■ **Brief**:
Reproduce the listing below verbatim.

[Named object pointing entries]
- - -

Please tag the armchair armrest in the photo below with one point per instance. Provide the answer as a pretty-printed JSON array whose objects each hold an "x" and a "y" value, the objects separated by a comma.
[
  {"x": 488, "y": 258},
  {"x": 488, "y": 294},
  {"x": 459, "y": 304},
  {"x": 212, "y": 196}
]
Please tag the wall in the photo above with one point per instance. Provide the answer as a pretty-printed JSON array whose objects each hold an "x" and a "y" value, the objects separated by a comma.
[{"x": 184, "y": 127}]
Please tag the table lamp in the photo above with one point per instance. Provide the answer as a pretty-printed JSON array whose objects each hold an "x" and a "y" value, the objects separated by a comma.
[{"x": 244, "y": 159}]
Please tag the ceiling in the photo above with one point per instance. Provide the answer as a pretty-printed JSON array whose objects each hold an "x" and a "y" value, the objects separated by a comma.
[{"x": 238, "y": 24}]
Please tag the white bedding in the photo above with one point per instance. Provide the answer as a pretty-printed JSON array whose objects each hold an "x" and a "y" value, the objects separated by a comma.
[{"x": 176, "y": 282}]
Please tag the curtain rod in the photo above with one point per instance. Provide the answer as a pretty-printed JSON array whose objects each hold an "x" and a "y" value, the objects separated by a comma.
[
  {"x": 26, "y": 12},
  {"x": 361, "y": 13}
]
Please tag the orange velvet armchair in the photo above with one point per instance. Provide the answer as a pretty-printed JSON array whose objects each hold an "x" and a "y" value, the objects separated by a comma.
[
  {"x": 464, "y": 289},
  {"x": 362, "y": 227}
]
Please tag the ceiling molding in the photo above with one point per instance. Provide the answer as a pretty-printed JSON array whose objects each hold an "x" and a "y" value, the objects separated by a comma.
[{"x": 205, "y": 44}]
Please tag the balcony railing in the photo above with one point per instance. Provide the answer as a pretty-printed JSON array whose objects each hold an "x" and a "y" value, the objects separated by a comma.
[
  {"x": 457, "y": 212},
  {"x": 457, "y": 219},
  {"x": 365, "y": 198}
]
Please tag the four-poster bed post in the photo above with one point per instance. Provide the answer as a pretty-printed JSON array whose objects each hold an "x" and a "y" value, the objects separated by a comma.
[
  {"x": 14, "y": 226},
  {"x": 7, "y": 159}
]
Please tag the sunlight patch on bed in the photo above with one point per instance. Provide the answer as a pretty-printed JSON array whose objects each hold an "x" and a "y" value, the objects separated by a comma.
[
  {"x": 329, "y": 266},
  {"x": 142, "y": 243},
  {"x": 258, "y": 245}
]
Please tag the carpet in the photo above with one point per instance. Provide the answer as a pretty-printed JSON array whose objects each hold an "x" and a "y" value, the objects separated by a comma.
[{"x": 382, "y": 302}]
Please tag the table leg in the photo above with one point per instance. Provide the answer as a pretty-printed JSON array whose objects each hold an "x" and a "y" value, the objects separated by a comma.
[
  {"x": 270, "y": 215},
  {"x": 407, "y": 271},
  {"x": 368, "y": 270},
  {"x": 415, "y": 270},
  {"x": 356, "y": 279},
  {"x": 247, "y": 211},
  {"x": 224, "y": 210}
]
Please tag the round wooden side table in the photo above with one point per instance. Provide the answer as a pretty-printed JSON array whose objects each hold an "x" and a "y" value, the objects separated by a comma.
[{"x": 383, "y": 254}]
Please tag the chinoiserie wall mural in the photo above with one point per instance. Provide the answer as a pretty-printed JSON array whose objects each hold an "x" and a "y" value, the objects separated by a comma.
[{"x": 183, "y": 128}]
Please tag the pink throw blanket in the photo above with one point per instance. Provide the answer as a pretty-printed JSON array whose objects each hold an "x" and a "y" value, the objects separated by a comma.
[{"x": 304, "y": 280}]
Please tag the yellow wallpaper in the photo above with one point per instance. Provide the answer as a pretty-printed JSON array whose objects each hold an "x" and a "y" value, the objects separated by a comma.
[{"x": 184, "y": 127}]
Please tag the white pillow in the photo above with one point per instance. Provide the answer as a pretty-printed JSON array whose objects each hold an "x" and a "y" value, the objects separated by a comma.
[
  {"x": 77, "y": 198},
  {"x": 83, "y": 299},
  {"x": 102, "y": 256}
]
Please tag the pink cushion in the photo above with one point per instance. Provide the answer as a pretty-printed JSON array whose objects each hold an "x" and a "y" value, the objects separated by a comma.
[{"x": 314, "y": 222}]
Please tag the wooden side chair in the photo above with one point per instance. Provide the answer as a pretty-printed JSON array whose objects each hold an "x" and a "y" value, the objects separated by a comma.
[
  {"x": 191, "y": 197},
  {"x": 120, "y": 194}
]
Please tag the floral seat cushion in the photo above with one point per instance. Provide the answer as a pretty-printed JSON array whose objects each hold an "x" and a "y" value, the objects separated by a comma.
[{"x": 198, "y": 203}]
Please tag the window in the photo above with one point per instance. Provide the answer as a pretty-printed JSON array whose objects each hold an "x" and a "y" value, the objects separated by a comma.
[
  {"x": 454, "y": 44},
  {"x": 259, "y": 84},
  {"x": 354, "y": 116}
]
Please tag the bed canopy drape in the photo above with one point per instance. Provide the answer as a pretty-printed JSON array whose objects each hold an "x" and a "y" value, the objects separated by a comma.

- - -

■ **Answer to this exercise**:
Please tag the armchair armrest in the photo below with one point per instance. Provide the answer as a pretty-printed JSON array whose objects each hold an "x" and a "y" value, the objects separated by a comma.
[
  {"x": 488, "y": 258},
  {"x": 488, "y": 294},
  {"x": 459, "y": 304},
  {"x": 212, "y": 196}
]
Please tag the wall in the photo above with one point per instance. Provide the answer as a pretty-printed JSON array whose objects each hold an "x" and a "y" value, the objects separated by a comma.
[{"x": 184, "y": 127}]
Please tag the table lamp in the photo above with one point per instance. Provide the answer as a pretty-printed JSON array whose objects each hold an "x" and a "y" value, the objects separated by a comma.
[{"x": 244, "y": 159}]
Please tag the ceiling in the photo above with one point per instance. Provide the answer as a pretty-printed JSON array whose objects each hold an "x" and a "y" value, the objects separated by a comma.
[{"x": 238, "y": 24}]
Please tag the white bedding in the photo above with one point per instance. Provide the answer as a pretty-printed JSON array whose objects each hold an "x" and a "y" value, the objects separated by a comma.
[{"x": 176, "y": 282}]
Please tag the curtain rod in the photo above with one point per instance. Provide the answer as a pretty-printed JSON array whose objects each hold an "x" and a "y" value, the objects separated by a comma.
[
  {"x": 26, "y": 12},
  {"x": 361, "y": 13}
]
Please tag the orange velvet armchair in the photo above with one point per instance. Provide the answer as a pretty-printed JSON array whose objects each hold an "x" and a "y" value, the objects separated by a comma.
[
  {"x": 464, "y": 289},
  {"x": 362, "y": 227}
]
Please tag the ceiling molding in the photo above with one point per instance. Provide the answer as a pretty-printed JSON array whose objects each hold an "x" and a "y" value, the objects separated by a comma.
[{"x": 205, "y": 44}]
Please tag the balcony railing in the photo above with one point per instance. Provide the answer as a pretty-printed JSON array whose objects each hold an "x" and a "y" value, the objects separated by a comma.
[
  {"x": 457, "y": 212},
  {"x": 457, "y": 219},
  {"x": 365, "y": 198}
]
Please tag the four-poster bed post in the photo above with one point per instance. Provide the answer as a pretty-printed JSON array whose objects each hold an "x" and a "y" value, the objects separated by a comma.
[
  {"x": 14, "y": 226},
  {"x": 7, "y": 159}
]
Please tag the sunlight patch on bed in the photo above with one point per instance. Provide the answer as a pretty-printed JSON array whose objects each hold an "x" and a "y" value, the objects separated by a comma.
[
  {"x": 329, "y": 266},
  {"x": 142, "y": 243},
  {"x": 258, "y": 245}
]
Please tag the carpet in the photo above with one point per instance. Provide the answer as a pretty-printed JSON array whose objects each hold an "x" and a "y" value, the objects separated by a comma.
[{"x": 382, "y": 302}]
Please tag the table leg in the photo above with one point per instance. Provide the answer as a pretty-printed JSON array whose objects each hold an "x" and a "y" value, the objects separated by a comma.
[
  {"x": 270, "y": 215},
  {"x": 407, "y": 271},
  {"x": 368, "y": 270},
  {"x": 415, "y": 270},
  {"x": 356, "y": 279},
  {"x": 247, "y": 211},
  {"x": 224, "y": 210}
]
Please tag the round wooden side table in the photo above with one point per instance. Provide the answer as a pretty-printed JSON array whose objects each hold an "x" and a "y" value, the objects separated by a comma.
[{"x": 383, "y": 254}]
Please tag the chinoiserie wall mural in the photo above with one point per instance. Provide the answer as a pretty-printed JSON array whose objects each hold an "x" and a "y" value, the objects separated by a comma.
[{"x": 183, "y": 128}]
Please tag the pink throw blanket in the photo above with one point per instance. Provide the answer as a pretty-printed JSON array whose objects each hold an "x" and a "y" value, the objects separated by a comma.
[{"x": 304, "y": 280}]
Please tag the yellow wallpaper in the photo above with one point per instance. Provide the answer as a pretty-printed JSON array whose objects each hold an "x" and a "y" value, the objects separated by a comma.
[{"x": 184, "y": 127}]
Please tag the white pillow in the photo above with one point per instance. Provide the answer as a pretty-printed JSON array whose objects each hold an "x" and a "y" value, the objects separated by a comma.
[
  {"x": 77, "y": 198},
  {"x": 83, "y": 299},
  {"x": 102, "y": 256}
]
Please tag the pink cushion in the photo above with one point per instance. Provide the answer as a pretty-printed JSON array whose objects each hold an "x" and a "y" value, the objects separated by a comma.
[{"x": 314, "y": 222}]
Please tag the wooden side chair in the photo above with one point per instance. Provide the answer as a pretty-printed JSON array whose objects each hold an "x" and a "y" value, the objects separated by a comma.
[
  {"x": 191, "y": 197},
  {"x": 120, "y": 194}
]
Please tag the floral seat cushion in the photo above with one point per instance. Provide the answer as a pretty-printed JSON array whose objects each hold an "x" and a "y" value, the objects separated by a comma.
[{"x": 198, "y": 203}]
Please tag the window in the photo above with one point per instance. Provide the answer as a pretty-printed JSON array whose objects each hold an "x" and a "y" value, the objects separated by a comma.
[
  {"x": 454, "y": 44},
  {"x": 259, "y": 84},
  {"x": 354, "y": 116}
]
Please tag the bed canopy drape in the photo above with one point per instance. Provide the answer as a pretty-printed JSON array whose objects each hold an "x" and a "y" value, the objects separated by a comma.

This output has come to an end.